** Opening Provided entries block **

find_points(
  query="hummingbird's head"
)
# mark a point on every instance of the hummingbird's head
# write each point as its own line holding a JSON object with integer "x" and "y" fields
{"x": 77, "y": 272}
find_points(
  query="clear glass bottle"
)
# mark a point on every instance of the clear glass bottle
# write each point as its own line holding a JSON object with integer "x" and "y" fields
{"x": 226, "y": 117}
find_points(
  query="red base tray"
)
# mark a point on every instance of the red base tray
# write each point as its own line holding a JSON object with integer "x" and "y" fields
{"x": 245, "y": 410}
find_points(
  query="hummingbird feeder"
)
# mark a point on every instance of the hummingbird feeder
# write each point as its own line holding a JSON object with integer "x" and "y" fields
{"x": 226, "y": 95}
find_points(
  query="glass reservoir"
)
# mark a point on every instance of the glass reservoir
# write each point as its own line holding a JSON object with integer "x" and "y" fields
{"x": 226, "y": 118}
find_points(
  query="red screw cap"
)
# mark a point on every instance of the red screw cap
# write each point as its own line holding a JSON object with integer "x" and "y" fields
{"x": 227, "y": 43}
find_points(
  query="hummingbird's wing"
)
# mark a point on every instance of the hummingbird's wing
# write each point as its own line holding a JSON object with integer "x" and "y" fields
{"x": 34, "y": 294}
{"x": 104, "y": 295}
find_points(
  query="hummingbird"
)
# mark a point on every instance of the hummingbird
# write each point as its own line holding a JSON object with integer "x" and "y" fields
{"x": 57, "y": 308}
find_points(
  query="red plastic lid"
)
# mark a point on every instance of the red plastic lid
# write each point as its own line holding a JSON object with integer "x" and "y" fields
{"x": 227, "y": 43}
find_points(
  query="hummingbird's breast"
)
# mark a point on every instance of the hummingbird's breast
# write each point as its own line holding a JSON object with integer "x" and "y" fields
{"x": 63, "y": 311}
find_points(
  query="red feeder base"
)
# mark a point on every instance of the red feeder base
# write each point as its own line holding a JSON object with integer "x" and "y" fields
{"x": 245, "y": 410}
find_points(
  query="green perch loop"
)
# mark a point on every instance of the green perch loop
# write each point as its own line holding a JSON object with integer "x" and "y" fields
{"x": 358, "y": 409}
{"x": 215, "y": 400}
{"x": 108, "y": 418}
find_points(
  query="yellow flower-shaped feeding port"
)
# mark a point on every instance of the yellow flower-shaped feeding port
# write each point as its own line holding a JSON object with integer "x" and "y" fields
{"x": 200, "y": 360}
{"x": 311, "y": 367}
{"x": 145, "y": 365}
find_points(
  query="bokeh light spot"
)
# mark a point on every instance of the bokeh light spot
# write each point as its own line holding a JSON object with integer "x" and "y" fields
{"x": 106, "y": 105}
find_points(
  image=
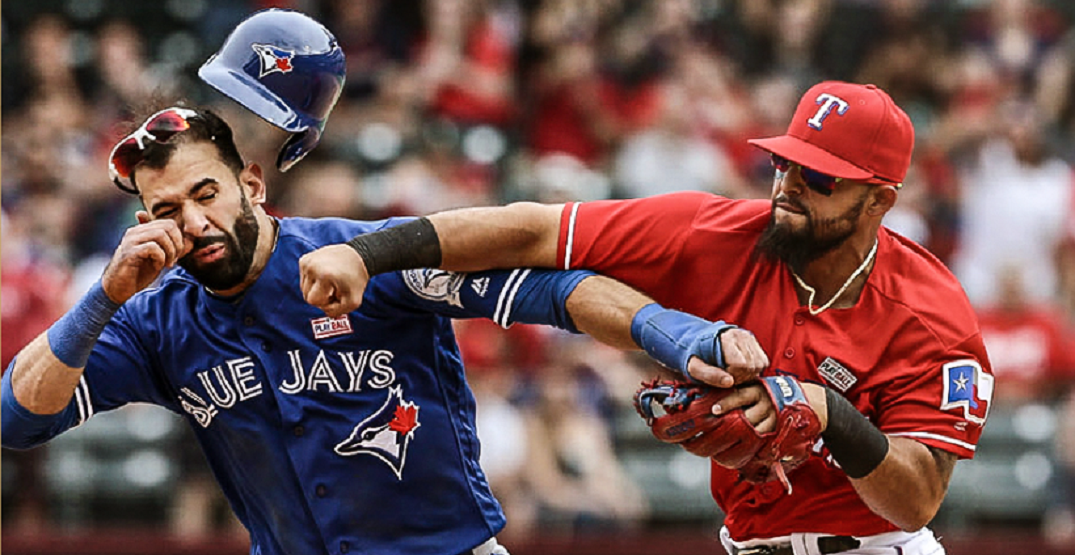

** Closing Provided entries block **

**Task objective**:
The string to find is "port"; copy every line of the listing that has it.

**Task solution**:
  query="yellow flower-shaped feeding port"
# mark a point on every instance of the yellow flower-shaped feeding port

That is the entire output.